- _Source passage_
______________________________

Wednesday, September 29, 2010

Strange Sights of the Week

It is good to have Pulp-Ridden options.

This would draw my kids like moths to a flame.
This say's what I'm thinking so well.

HA! One of my favorite musical groups since I was in high school and still a favorite to write too, and now even a law office in tribute with the tagline of one of their best songs.

I almost always have some form of facial hair, but would have to generally concede the road to most other beards. I haven't been truly grizzly since I thought I was going to Afghanistan. Lucky for them.

Monday, September 27, 2010

Rediscovery & or bear with Me-I am going somewhere with this

In my last post I mentioned my kinship to some of Ernest Hemingway's works, it wasn't always like that.
High School English was my first taste of "Papa", that and many other "classics". I use the term loosely because near as I can recollect I hated them and had no taste for anything I was forced into reading and over analyzing in Mr. Grant's stuffy sophomore English class.

______________________________

- _List of tasks_
1 - Print everything in the blog post from "I almost always" down to "sophomore English class.", word for word.
2 - Carry on the blog post from the point where it stops.

- _Supplied data_
______________________________

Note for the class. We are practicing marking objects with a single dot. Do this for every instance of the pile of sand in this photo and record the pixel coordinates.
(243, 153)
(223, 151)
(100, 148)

______________________________

- _Results for each task_
1 -
I almost always have some form of facial hair, but would have to generally concede the road to most other beards. I haven't been truly grizzly since I thought I was going to Afghanistan. Lucky for them.

Monday, September 27, 2010

Rediscovery & or bear with Me-I am going somewhere with this

In my last post I mentioned my kinship to some of Ernest Hemingway's works, it wasn't always like that.
High School English was my first taste of "Papa", that and many other "classics". I use the term loosely because near as I can recollect I hated them and had no taste for anything I was forced into reading and over analyzing in Mr. Grant's stuffy sophomore English class.

2 -
I'm talking Ethan Frome = I loathed this. My synopsis, cheating on your wife in New England then attempting suicide by sled, failing and being cared for by said wife = suck.
I laugh aloud in a favorite movie of mine-GROSS POINT BLANK, when the main character bumps into his former high school English teacher and asks if she is still inflicting all the Ethan Frome damage? No, its been dropped from the curriculum. = hilarious.
The Good Earth as above, this one did nothing for me, reprehensible characters struggling do not make me care.
Great Expectations I had them-but was sorely disappointed.
and finally
The Old Man and the Sea
What I especially recall was Mr. Grant beating into our brains the symbolism of the Old Man, the Fish, the Sharks and the Sea. I have since purged myself of anything he told me in that class, but I do recall the miserable feeling and general distaste for "Classics" it gave me.
As a writer NOW, I look back and wonder at the disservice Mr. Grant did me and everyone else he taught. His dogmatic bombardment of Montana public-school English status quo rather than appreciation for literature, damned me from reading Literature for enjoyment for about ten years.
Yes, I still read but it was mostly non-fiction or comic books.
Yes, you can argue I made that choice, but I'm not here to discuss existentialism and free will, I am talking about the outside stimuli that turned me away from enjoying fiction.
This will probably boil over into being another post, but fiction matters.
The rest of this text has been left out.